--- Work instruction ---
An exact reproduction of the listing is wanted, with the pictures dropped.

------------------------------------------------

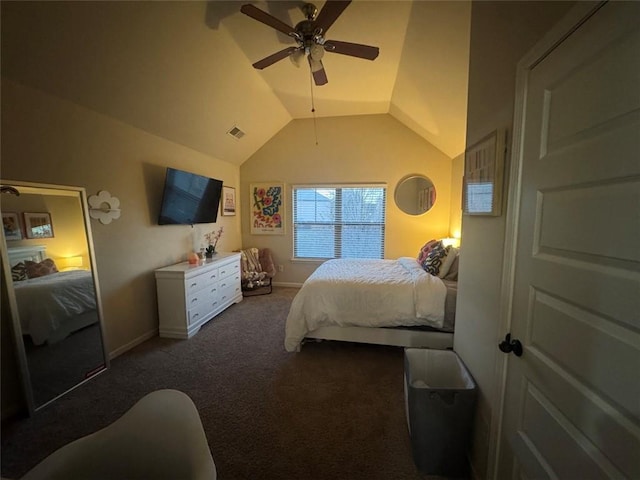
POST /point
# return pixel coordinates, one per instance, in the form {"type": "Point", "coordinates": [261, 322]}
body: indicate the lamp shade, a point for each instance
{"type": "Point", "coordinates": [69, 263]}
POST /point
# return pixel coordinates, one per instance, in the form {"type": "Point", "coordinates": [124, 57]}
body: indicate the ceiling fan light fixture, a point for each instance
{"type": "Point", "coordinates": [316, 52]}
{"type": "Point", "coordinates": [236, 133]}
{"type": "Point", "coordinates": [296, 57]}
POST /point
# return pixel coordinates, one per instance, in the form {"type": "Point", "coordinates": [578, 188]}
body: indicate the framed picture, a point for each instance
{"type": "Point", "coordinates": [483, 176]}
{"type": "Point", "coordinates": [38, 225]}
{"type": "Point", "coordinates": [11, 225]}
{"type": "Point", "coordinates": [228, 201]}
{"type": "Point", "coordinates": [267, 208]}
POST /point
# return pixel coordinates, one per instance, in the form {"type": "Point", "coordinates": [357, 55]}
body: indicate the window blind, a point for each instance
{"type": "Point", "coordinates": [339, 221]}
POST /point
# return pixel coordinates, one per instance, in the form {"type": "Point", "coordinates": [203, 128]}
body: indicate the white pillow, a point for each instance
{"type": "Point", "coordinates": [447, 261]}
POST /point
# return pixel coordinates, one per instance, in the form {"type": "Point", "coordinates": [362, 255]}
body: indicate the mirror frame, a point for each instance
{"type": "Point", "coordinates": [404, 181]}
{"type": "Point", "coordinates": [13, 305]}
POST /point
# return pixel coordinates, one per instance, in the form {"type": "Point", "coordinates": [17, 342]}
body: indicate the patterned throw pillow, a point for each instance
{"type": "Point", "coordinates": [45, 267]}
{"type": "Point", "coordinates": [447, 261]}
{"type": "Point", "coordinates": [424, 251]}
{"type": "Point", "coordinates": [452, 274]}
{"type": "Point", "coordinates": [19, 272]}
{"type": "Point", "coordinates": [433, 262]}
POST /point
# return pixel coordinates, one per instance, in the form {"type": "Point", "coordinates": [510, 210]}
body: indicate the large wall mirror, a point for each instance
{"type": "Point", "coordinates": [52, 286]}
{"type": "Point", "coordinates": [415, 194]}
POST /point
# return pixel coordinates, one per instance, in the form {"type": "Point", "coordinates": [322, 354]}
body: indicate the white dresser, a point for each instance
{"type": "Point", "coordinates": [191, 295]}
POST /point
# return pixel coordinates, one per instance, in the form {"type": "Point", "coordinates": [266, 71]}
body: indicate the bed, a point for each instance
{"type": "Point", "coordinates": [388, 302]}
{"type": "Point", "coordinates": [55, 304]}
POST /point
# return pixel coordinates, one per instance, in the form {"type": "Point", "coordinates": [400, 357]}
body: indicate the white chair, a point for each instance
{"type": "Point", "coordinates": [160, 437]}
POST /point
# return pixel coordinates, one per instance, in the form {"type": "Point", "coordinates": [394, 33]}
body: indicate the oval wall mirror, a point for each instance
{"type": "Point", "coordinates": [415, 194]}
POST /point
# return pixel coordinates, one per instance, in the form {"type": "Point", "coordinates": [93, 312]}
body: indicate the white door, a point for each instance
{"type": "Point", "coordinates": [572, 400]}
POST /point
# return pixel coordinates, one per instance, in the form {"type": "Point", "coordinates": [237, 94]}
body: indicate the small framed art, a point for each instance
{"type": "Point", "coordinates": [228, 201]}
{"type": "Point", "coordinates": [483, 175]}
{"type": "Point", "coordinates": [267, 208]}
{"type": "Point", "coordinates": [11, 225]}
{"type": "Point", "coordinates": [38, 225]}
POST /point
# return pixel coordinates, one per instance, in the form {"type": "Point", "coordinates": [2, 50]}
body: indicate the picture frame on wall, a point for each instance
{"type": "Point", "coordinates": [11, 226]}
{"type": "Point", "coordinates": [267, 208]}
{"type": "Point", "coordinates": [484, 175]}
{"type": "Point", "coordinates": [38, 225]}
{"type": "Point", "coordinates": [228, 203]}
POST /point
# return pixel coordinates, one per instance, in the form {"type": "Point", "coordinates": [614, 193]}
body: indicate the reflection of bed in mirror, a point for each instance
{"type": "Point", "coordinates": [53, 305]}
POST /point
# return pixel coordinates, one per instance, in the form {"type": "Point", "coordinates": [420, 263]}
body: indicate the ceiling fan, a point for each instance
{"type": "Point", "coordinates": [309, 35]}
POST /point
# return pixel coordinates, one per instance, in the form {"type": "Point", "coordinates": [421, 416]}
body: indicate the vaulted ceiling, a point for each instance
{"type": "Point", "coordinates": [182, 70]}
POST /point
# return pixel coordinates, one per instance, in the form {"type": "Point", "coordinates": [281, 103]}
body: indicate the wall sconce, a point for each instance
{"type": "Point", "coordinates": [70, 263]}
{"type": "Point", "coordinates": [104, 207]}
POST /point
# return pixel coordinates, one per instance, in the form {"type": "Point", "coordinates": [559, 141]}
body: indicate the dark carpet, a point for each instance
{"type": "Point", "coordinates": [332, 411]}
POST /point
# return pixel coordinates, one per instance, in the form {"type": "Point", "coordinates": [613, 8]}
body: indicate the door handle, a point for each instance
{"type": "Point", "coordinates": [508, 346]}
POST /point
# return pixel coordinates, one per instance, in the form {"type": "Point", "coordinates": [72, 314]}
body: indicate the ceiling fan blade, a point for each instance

------------------------------------------------

--- Solution to this task ---
POST /point
# return pixel coordinates, one per instance, in the form {"type": "Point", "coordinates": [261, 322]}
body: indicate the lamp shade, a point for each instance
{"type": "Point", "coordinates": [69, 263]}
POST /point
# return pixel coordinates, one per instance, in the form {"type": "Point", "coordinates": [124, 57]}
body: indicate the ceiling fan light fixture, a point for each instance
{"type": "Point", "coordinates": [316, 52]}
{"type": "Point", "coordinates": [236, 133]}
{"type": "Point", "coordinates": [296, 57]}
POST /point
# return pixel coordinates, one per instance, in the form {"type": "Point", "coordinates": [578, 188]}
body: indicate the framed picture, a point for each instance
{"type": "Point", "coordinates": [483, 176]}
{"type": "Point", "coordinates": [38, 225]}
{"type": "Point", "coordinates": [11, 225]}
{"type": "Point", "coordinates": [228, 201]}
{"type": "Point", "coordinates": [267, 208]}
POST /point
# return pixel coordinates, one per instance, in the form {"type": "Point", "coordinates": [357, 55]}
body: indicate the window blind, a point for each instance
{"type": "Point", "coordinates": [339, 221]}
POST /point
# return pixel coordinates, one per instance, in the form {"type": "Point", "coordinates": [203, 128]}
body: indicate the white pillow, a point for each instance
{"type": "Point", "coordinates": [447, 261]}
POST /point
# return pixel coordinates, one per instance, in the form {"type": "Point", "coordinates": [362, 255]}
body: indicate the mirror frame, a point for each instance
{"type": "Point", "coordinates": [404, 181]}
{"type": "Point", "coordinates": [13, 305]}
POST /point
# return pixel coordinates, one per instance, in the form {"type": "Point", "coordinates": [17, 342]}
body: indicate the patterned throw pillow, a point for each instance
{"type": "Point", "coordinates": [45, 267]}
{"type": "Point", "coordinates": [447, 261]}
{"type": "Point", "coordinates": [424, 251]}
{"type": "Point", "coordinates": [452, 274]}
{"type": "Point", "coordinates": [19, 272]}
{"type": "Point", "coordinates": [433, 262]}
POST /point
# return pixel coordinates, one per instance, in the form {"type": "Point", "coordinates": [510, 210]}
body: indicate the large wall mirror, a point for each instance
{"type": "Point", "coordinates": [52, 286]}
{"type": "Point", "coordinates": [415, 194]}
POST /point
# return pixel coordinates, one per instance, in the form {"type": "Point", "coordinates": [322, 354]}
body: indicate the white dresser, a point for each instance
{"type": "Point", "coordinates": [191, 295]}
POST /point
# return pixel coordinates, one per instance, in the form {"type": "Point", "coordinates": [266, 71]}
body: indicate the bed, a point for each instance
{"type": "Point", "coordinates": [388, 302]}
{"type": "Point", "coordinates": [55, 304]}
POST /point
# return pixel coordinates, one per instance, in the form {"type": "Point", "coordinates": [400, 357]}
body: indicate the white chair, a point for each instance
{"type": "Point", "coordinates": [160, 437]}
POST /point
# return pixel coordinates, one per instance, in the form {"type": "Point", "coordinates": [394, 33]}
body: indicate the oval wall mirror, a point for each instance
{"type": "Point", "coordinates": [415, 194]}
POST /point
# return pixel coordinates, one per instance, in the form {"type": "Point", "coordinates": [93, 312]}
body: indicate the white door, a point for each instance
{"type": "Point", "coordinates": [572, 400]}
POST /point
# return pixel coordinates, one per instance, in the form {"type": "Point", "coordinates": [237, 94]}
body: indicate the small framed art, a point for each instance
{"type": "Point", "coordinates": [228, 201]}
{"type": "Point", "coordinates": [483, 175]}
{"type": "Point", "coordinates": [267, 208]}
{"type": "Point", "coordinates": [11, 225]}
{"type": "Point", "coordinates": [38, 225]}
POST /point
# return pixel coordinates, one per instance, in the form {"type": "Point", "coordinates": [2, 50]}
body: indicate the picture frame on wall, a point for each instance
{"type": "Point", "coordinates": [11, 226]}
{"type": "Point", "coordinates": [267, 208]}
{"type": "Point", "coordinates": [484, 175]}
{"type": "Point", "coordinates": [38, 225]}
{"type": "Point", "coordinates": [228, 203]}
POST /point
# return pixel coordinates, one per instance, in the form {"type": "Point", "coordinates": [614, 193]}
body: indicate the reflection of bed in mirror, a point for each instance
{"type": "Point", "coordinates": [53, 305]}
POST /point
# return pixel coordinates, one per instance, in the form {"type": "Point", "coordinates": [420, 263]}
body: indicate the ceiling fan, a point for each instance
{"type": "Point", "coordinates": [309, 35]}
POST /point
# return pixel coordinates, one per instance, in the form {"type": "Point", "coordinates": [421, 416]}
body: indicate the vaulted ceiling, a point for each instance
{"type": "Point", "coordinates": [182, 70]}
POST /point
# return pixel coordinates, one per instance, in the form {"type": "Point", "coordinates": [281, 103]}
body: indicate the wall sconce, a point for each instance
{"type": "Point", "coordinates": [70, 263]}
{"type": "Point", "coordinates": [104, 207]}
POST /point
# return pixel coordinates, one per instance, in the form {"type": "Point", "coordinates": [559, 141]}
body: indicate the dark carpet, a point for each instance
{"type": "Point", "coordinates": [332, 411]}
POST /point
# return pixel coordinates, one per instance, in the form {"type": "Point", "coordinates": [613, 8]}
body: indicate the door handle, a point for each instance
{"type": "Point", "coordinates": [508, 346]}
POST /point
# return pixel coordinates, one per instance, in the form {"type": "Point", "coordinates": [72, 314]}
body: indicate the ceiling fan blade, a point for each instance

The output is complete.